— Start WORKING DATA —

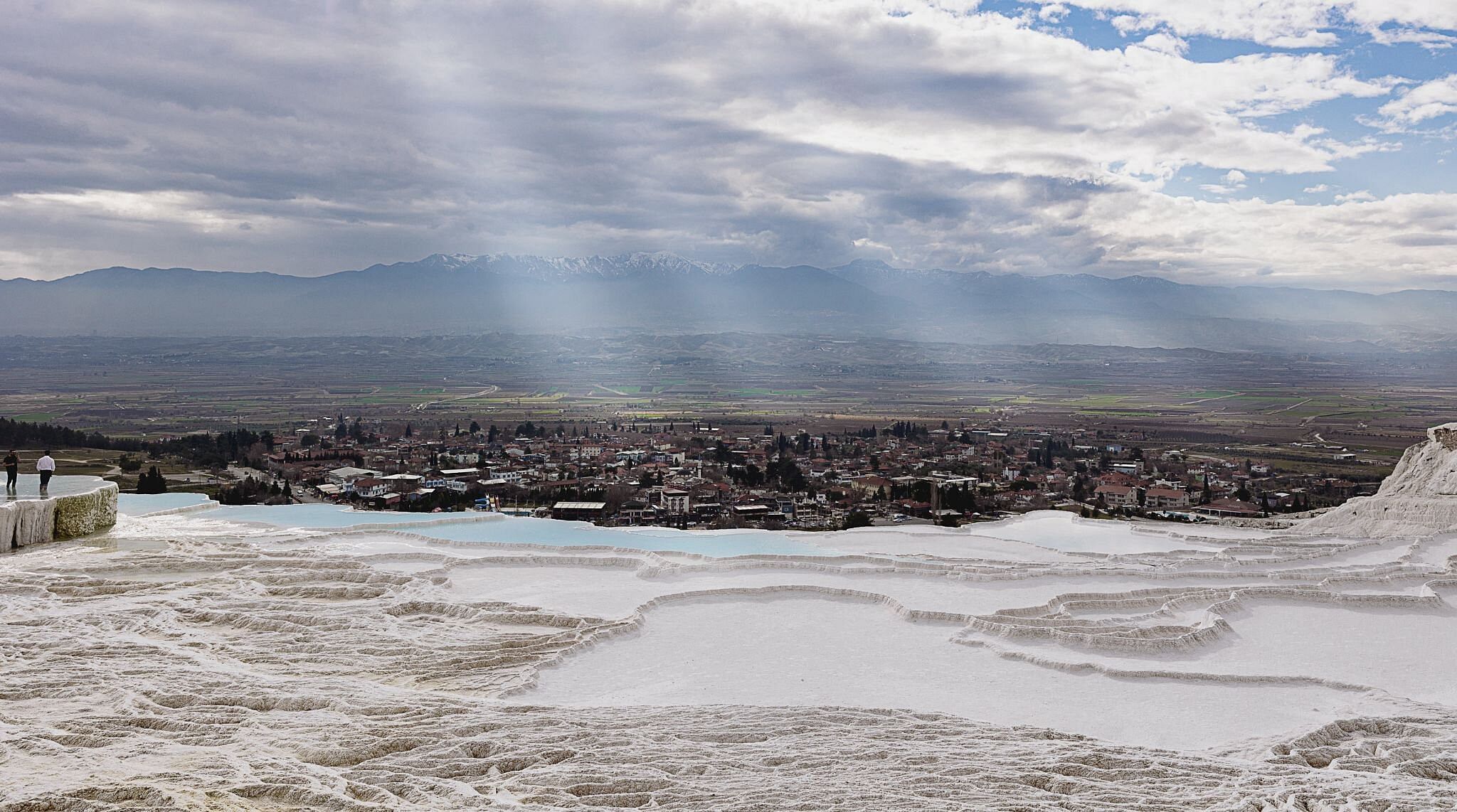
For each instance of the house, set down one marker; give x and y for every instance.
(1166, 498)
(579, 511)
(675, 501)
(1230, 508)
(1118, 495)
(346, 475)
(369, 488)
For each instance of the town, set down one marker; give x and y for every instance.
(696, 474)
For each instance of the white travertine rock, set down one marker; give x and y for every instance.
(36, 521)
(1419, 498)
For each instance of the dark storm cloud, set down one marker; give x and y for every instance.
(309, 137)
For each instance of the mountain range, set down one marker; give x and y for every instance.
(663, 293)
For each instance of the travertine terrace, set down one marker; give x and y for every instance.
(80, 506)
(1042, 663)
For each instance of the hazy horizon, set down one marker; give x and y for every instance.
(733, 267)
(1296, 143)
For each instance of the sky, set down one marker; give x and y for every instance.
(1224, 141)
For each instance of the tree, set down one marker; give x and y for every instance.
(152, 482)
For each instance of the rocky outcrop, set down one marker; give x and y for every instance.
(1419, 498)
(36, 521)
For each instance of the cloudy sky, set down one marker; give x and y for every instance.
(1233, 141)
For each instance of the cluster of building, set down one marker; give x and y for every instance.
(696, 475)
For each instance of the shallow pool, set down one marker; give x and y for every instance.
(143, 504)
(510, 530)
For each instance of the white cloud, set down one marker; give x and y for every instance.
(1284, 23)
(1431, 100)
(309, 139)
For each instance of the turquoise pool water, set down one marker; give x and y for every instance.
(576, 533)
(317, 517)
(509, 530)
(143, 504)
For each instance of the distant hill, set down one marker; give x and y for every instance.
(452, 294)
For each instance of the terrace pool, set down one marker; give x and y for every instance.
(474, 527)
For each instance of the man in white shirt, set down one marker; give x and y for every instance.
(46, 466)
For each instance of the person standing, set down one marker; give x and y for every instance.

— End WORKING DATA —
— Start WORKING DATA —

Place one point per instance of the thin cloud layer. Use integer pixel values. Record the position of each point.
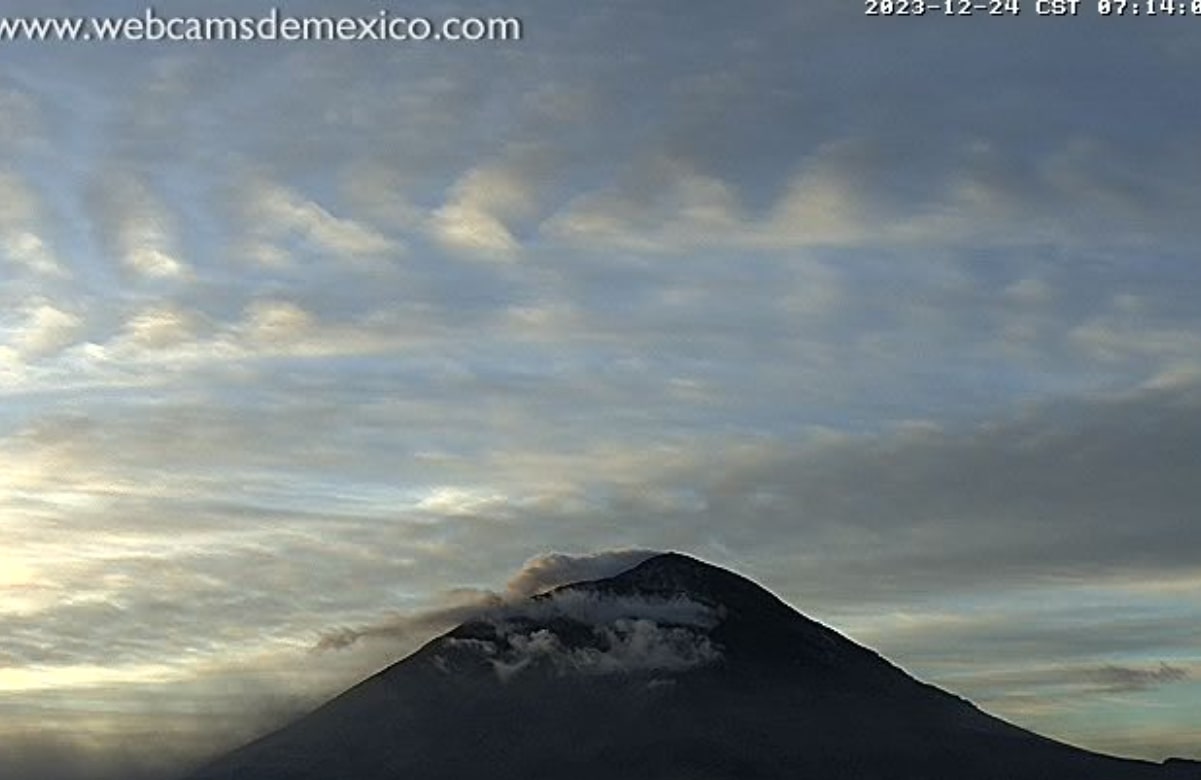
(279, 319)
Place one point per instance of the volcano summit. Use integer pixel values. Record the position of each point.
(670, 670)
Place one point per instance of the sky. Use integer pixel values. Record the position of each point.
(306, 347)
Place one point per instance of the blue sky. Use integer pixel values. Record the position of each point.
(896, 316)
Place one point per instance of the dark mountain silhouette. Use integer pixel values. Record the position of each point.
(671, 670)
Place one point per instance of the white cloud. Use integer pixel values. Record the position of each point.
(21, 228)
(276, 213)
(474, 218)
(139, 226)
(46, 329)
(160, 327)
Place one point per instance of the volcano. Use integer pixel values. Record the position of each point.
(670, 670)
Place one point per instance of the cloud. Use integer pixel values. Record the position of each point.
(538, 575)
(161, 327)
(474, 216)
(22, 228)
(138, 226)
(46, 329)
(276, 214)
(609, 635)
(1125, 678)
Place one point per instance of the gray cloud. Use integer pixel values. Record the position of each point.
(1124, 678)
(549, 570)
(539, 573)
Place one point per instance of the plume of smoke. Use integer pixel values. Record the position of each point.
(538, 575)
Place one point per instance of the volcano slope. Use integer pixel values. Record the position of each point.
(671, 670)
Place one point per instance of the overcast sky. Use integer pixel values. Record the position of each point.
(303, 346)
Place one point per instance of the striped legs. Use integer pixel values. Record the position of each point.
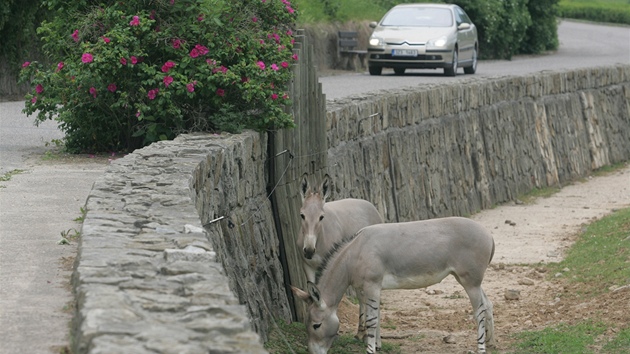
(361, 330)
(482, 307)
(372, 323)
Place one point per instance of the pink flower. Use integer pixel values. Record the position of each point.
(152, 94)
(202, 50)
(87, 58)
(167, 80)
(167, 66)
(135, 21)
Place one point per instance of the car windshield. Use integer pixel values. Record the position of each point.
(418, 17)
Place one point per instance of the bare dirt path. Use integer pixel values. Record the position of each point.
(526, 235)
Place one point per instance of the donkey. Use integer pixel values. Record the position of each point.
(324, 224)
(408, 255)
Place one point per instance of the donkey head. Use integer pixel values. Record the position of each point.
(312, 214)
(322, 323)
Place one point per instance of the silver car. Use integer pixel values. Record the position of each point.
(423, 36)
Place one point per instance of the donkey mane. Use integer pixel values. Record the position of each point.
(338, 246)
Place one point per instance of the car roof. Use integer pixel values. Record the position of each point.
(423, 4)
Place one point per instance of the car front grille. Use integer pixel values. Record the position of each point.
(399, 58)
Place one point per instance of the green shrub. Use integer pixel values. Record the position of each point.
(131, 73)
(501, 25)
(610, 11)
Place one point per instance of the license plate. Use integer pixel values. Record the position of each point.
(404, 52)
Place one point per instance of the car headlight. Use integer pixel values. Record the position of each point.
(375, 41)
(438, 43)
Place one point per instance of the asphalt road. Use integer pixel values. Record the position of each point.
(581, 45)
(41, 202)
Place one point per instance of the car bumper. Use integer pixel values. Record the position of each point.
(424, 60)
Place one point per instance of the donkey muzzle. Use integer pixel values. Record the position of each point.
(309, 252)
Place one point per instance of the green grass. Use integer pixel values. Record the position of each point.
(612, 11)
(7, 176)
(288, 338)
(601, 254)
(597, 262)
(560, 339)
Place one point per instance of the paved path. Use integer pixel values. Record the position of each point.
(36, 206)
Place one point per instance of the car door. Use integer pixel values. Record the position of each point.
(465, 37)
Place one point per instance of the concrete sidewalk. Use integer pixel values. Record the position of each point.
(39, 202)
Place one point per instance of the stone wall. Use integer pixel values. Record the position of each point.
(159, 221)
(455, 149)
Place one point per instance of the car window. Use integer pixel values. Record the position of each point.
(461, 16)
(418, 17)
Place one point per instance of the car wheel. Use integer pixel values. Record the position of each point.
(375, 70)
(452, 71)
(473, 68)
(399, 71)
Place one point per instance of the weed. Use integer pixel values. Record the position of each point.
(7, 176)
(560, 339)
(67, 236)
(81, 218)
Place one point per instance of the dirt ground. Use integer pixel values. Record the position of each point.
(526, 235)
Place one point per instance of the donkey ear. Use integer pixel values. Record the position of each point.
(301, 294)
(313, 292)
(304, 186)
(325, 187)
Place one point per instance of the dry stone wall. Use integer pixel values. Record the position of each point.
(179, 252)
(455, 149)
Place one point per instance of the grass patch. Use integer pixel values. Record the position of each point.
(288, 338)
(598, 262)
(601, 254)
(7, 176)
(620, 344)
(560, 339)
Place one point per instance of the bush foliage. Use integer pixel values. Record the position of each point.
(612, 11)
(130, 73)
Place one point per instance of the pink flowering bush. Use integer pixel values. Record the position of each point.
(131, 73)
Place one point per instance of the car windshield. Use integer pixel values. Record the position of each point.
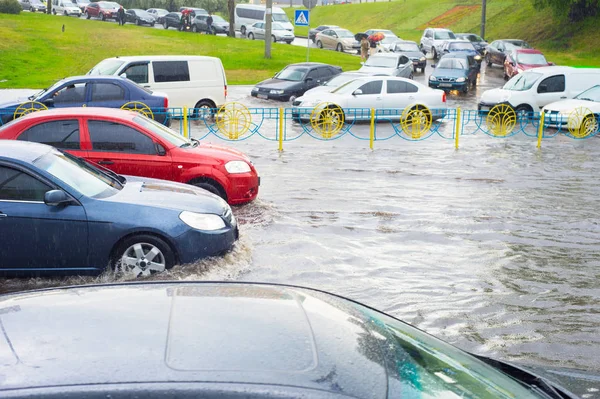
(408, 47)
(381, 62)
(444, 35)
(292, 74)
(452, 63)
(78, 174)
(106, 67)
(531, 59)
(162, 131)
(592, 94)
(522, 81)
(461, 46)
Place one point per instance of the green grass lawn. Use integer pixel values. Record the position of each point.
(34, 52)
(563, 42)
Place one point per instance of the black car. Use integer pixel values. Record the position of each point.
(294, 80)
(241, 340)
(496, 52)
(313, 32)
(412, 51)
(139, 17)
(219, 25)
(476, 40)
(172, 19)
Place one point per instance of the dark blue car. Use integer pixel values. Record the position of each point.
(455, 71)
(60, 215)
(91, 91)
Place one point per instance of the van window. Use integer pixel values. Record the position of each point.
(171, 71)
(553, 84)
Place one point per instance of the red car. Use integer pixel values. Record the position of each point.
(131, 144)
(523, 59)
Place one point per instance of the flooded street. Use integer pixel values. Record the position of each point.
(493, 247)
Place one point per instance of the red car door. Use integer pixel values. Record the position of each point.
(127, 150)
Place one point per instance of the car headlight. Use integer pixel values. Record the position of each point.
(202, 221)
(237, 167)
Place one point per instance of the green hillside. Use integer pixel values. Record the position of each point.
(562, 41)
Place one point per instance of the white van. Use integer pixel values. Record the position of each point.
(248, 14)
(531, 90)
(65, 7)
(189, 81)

— End WORKING DATA —

**EXERCISE DESCRIPTION**
Rewrite the listing from the line containing "For each instance of the turquoise" up to and including the line containing "For each instance of the person", putting "man in a white shirt" in place of "man in white shirt". Leave everything else as it is.

**COMPLETE RESPONSE**
For each instance of the turquoise pool water, set down one marker; give x and y for every instance.
(576, 533)
(317, 517)
(509, 530)
(143, 504)
For each instance of the distant hill, set down one marker; give x and y for every instance.
(452, 294)
For each instance of the terrace pool, set down one marker; give x and y for every instance.
(474, 527)
For each instance of the man in a white shirt, set down one marker; give x and y for every instance.
(46, 466)
For each instance of the person standing, set down one marker; give x and y for every instance.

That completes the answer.